Point-based annotation data
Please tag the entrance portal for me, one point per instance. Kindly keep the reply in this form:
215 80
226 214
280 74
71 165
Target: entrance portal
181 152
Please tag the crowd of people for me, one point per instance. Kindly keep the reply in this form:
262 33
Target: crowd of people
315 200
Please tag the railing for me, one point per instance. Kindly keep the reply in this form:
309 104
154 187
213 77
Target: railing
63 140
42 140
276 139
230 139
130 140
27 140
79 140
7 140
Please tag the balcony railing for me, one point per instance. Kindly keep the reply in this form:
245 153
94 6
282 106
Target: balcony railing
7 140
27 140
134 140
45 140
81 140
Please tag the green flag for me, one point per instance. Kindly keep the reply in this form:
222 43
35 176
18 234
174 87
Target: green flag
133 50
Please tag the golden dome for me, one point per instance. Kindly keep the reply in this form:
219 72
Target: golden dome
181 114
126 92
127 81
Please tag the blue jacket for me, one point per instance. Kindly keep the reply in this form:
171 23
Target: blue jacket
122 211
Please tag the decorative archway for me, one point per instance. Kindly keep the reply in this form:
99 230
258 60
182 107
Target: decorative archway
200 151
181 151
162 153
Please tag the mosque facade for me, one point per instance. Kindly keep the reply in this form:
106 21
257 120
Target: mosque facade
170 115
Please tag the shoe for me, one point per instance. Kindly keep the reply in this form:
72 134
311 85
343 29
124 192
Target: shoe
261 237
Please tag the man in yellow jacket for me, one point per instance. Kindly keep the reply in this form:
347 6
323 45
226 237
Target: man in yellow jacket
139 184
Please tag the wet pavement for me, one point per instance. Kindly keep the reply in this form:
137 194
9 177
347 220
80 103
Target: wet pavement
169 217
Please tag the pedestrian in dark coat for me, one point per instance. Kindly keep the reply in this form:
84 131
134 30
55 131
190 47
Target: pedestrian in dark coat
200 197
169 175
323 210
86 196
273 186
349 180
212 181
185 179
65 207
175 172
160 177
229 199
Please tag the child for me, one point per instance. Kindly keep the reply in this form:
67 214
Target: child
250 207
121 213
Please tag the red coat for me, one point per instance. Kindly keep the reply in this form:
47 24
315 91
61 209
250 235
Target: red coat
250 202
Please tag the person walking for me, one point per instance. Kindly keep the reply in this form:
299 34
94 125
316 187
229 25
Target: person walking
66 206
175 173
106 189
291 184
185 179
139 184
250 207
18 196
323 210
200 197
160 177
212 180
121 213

▶ [EXERCISE INSTRUCTIONS]:
Reproduce the stretch from the line containing "Please tag the person" through the end of the records, both ends included, without changing anything.

▶ [WRITTEN RESPONSE]:
Please tag the person walking for me, one point per instance. Kindly keep the reply in this form:
299 34
94 125
316 187
229 25
Target: person walking
66 206
175 173
106 189
291 184
185 179
139 184
250 207
18 196
323 210
200 197
160 177
212 180
121 213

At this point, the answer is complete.